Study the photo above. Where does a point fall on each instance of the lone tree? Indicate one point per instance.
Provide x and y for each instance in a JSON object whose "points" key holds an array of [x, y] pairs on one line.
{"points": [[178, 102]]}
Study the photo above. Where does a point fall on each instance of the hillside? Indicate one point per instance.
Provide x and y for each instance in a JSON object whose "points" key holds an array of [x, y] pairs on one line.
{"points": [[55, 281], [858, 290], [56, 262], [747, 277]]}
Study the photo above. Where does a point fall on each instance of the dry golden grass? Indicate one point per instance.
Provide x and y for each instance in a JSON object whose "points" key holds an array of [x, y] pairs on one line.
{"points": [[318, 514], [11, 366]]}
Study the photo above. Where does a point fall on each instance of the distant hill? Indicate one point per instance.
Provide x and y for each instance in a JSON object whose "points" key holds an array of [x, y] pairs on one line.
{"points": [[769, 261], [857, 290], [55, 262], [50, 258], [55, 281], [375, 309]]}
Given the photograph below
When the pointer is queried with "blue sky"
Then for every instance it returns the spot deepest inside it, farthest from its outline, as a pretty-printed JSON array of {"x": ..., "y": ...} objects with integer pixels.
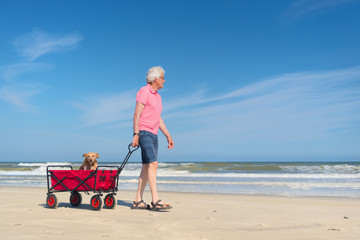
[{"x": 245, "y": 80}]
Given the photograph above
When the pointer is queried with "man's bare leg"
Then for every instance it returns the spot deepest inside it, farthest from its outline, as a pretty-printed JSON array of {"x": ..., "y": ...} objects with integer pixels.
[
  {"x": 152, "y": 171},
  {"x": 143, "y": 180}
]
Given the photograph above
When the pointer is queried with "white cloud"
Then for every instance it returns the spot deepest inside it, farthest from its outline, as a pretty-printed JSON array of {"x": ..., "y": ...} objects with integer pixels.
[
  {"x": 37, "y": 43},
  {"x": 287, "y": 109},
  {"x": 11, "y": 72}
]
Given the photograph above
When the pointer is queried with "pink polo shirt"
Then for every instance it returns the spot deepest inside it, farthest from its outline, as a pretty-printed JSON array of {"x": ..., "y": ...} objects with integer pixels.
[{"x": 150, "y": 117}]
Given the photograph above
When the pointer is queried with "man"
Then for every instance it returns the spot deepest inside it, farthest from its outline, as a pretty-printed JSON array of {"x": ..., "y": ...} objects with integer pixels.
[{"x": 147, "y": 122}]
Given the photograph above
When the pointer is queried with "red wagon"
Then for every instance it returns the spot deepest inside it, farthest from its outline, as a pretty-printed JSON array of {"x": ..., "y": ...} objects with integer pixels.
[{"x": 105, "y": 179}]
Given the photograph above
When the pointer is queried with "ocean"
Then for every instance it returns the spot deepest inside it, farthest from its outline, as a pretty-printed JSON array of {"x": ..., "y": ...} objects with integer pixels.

PROBLEM DESCRIPTION —
Count the lines above that contain the word "Study", and give only that number.

REPLY TO THE EXERCISE —
4